EXERCISE REQUIREMENTS:
Write out the passage of the concert etiquette post between "I always get" and "hate you...including God.", inclusive, switching "giant" to "skyscraper".

BEGIN TEXT SHOWN

Monday, April 15, 2013

Concert Etiquette: Part 1



I went to see Beirut a few years ago, and they pretty much blew my face right off with how awesome they were.

Though the band was amazing, the experience made me realize that a great number of people do not have any sense of concert etiquette.

I always get stuck next to at least one asshole at most concerts. Maybe these people lack some sort of insight into what is usually expected of a thoughtful human being, and if so I feel it is my duty to lay down some rules for how to behave in a crowd without being a monumental tool:

  1. Are you a giant? Can you graze amongst the tree tops with the other long necks? Perhaps you should hang back and give the average-sized humans a chance to look at something besides your shoulder blades. Also, don't bring your other vertically exceptional chums and create an impenetrable wall of douchebaggery, it's selfish and will make everyone hate you...including God.
  2. I don't care if the music speaks to you in a way that no human ever could, there is a time and a place for you to pull out your Stevie Wonder impersonation, and guess where it's not: a jam-packed fucking concert! Getting lost in the music does not mean you have to sway like a "tay ina win".
  3. Everyone is allotted a personal bubble of space in life, and this bubble expands and contracts depending on the situation. In a concert situation, this bubble is about 2 inches away from the outline of your body. That is your permissible space, DO NOT INVADE OTHER BUBBLES WITH YOUR BUBBLE!

END TEXT SHOWN
BEGIN ENTRIES PROVIDED

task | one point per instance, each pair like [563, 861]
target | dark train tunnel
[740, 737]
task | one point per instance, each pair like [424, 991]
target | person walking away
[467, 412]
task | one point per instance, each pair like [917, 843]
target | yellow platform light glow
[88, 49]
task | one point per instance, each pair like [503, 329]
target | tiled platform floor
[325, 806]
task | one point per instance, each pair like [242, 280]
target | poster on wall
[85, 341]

END ENTRIES PROVIDED
BEGIN ENTRIES PROVIDED

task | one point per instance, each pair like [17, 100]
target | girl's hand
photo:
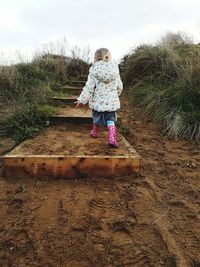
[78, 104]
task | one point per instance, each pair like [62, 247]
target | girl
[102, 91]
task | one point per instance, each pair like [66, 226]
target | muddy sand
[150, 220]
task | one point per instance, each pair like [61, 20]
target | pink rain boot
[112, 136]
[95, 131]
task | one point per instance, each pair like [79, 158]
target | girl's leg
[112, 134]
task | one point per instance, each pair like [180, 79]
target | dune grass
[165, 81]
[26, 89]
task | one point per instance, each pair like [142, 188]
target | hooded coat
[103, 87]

END ENTRIES PROVIDED

RESULT FOR THIS EXERCISE:
I always get stuck next to at least one asshole at most concerts. Maybe these people lack some sort of insight into what is usually expected of a thoughtful human being, and if so I feel it is my duty to lay down some rules for how to behave in a crowd without being a monumental tool:

  1. Are you a skyscraper? Can you graze amongst the tree tops with the other long necks? Perhaps you should hang back and give the average-sized humans a chance to look at something besides your shoulder blades. Also, don't bring your other vertically exceptional chums and create an impenetrable wall of douchebaggery, it's selfish and will make everyone hate you...including God.